Paul and I had hoped to record some new music in 2021, this being once again the “Year of the Ox”, that year of the Zodiac in which we made our first duo recordings. While we were unable to realize that project in earthly time, I thought I might intuit and create what we might have fashioned musically in virtual spiritual time. Lapu Lazuli is a new piece that combines a solo piano improvisation of Paul’s (from his album Awakening) with a solo multi-track piece of mine (from the album IIFIINIITY). When I placed this music together, I couldn’t help but marvel. It felt like these pieces had always been waiting for each other… a match made in heaven, you might say! Enjoy Lapu Lazuli…
Paul Vincent Kuntz: Piano with percussion effects | Henry Kuntz: Nepalese & Balinese bamboo flutes (played together), Bolivian bass flute; rhaita (Morocco); two Guatemalan bamboo flutes (played together). Individual photos of Paul and Henry by Paul. Composite photo by Henry.
Allow me, if you will, to sing artistic praises for my brother Paul Vincent who, on July 17, 2021, four days prior to his 60th birthday, lifted off from this dimensional space into Realms of Spirit. You may recall Paul from the three duo recordings he and I made over the last dozen years (Year of the Ox, Jazz Khardma, Double Vision), improvisations on which he contributed a florally dense piano, overlaying the instrument’s strings with small percussion instruments and other objects to expand its timbral and tonal range.

**Exercise instructions**
1: Name every album or duo recording whose title appears in the tribute to Paul Vincent Kuntz.
2: Carry on the tribute to Paul Vincent Kuntz from its last sentence, keeping the writer's voice.
The entries that come next have no connection to the tribute to Paul Vincent Kuntz.

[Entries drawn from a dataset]
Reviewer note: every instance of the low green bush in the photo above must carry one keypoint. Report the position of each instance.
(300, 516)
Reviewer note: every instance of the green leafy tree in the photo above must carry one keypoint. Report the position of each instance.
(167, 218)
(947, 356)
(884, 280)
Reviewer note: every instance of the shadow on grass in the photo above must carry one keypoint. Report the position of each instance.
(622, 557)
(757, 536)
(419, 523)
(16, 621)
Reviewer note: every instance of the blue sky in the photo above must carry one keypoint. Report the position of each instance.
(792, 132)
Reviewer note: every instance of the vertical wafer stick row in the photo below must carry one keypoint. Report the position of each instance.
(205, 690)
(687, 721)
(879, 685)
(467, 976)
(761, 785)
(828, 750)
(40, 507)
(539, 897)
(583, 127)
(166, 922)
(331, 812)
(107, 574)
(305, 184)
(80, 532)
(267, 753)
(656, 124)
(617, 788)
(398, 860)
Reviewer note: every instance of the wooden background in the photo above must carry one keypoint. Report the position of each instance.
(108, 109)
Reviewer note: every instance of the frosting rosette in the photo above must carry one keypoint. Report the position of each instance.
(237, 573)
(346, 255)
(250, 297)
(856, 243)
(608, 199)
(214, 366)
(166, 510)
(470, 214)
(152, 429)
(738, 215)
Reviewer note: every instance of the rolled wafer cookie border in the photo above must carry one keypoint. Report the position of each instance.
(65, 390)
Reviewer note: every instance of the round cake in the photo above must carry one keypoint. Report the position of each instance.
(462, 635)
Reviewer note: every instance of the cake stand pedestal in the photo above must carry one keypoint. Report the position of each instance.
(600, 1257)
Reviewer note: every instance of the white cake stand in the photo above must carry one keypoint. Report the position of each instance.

**Answers**
1: Awakening, IIFIINIITY, Year of the Ox, Jazz Khardma, Double Vision

2:
Paul’s main artistic penchant, however, was for his photography, of which he was a master. His work at Texas Children’s Hospital in Houston – where he was known for his extensive photographic knowledge and attention to compositional detail – found him at times inside the operating room for groundbreaking surgeries. On his own adventurous career path, documentary photography was what most inspired him. Early on, while driving to classes at the University of Houston, he would pass through that city’s predominantly African-American Third Ward. There he made lifetime friends and extensive community contacts and began documenting the area’s people and vibrant cultural life: its music, funerals, revivals, its energy and flow.